Which lines in the entries below contain the word "wall"? Pick out each one and copy it whole, treating uppercase and lowercase as different.

### STORED ROWS:
# # #
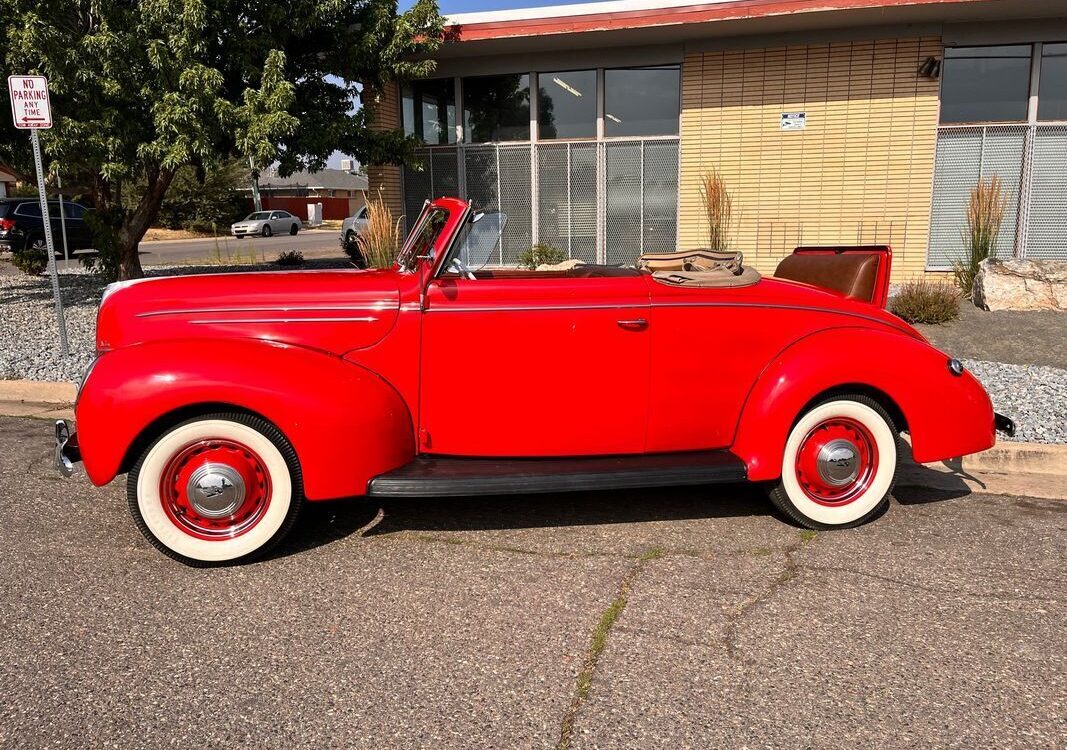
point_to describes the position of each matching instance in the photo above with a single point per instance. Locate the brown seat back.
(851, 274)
# # #
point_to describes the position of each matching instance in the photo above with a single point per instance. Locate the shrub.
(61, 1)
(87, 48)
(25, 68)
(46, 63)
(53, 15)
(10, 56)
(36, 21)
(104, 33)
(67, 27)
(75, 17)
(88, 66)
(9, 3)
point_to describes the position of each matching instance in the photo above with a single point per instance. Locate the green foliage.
# # #
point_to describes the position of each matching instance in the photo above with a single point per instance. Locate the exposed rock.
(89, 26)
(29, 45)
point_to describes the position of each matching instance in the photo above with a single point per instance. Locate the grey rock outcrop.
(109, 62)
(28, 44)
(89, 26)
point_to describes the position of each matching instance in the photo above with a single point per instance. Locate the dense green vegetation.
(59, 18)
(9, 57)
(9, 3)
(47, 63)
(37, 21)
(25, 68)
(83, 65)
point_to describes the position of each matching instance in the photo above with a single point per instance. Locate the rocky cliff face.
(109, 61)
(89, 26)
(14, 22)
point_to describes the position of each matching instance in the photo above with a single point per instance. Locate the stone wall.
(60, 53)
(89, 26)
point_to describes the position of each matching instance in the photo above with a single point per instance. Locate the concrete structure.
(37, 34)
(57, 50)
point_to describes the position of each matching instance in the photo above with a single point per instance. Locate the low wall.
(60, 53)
# # #
### FULL OUTPUT:
point_to describes the position of each matching instance in the photo above with a single point per instance. Locate the stone wall.
point_to describes the position of each matching instance in the photo above with a single point per instance. Locate the low wall.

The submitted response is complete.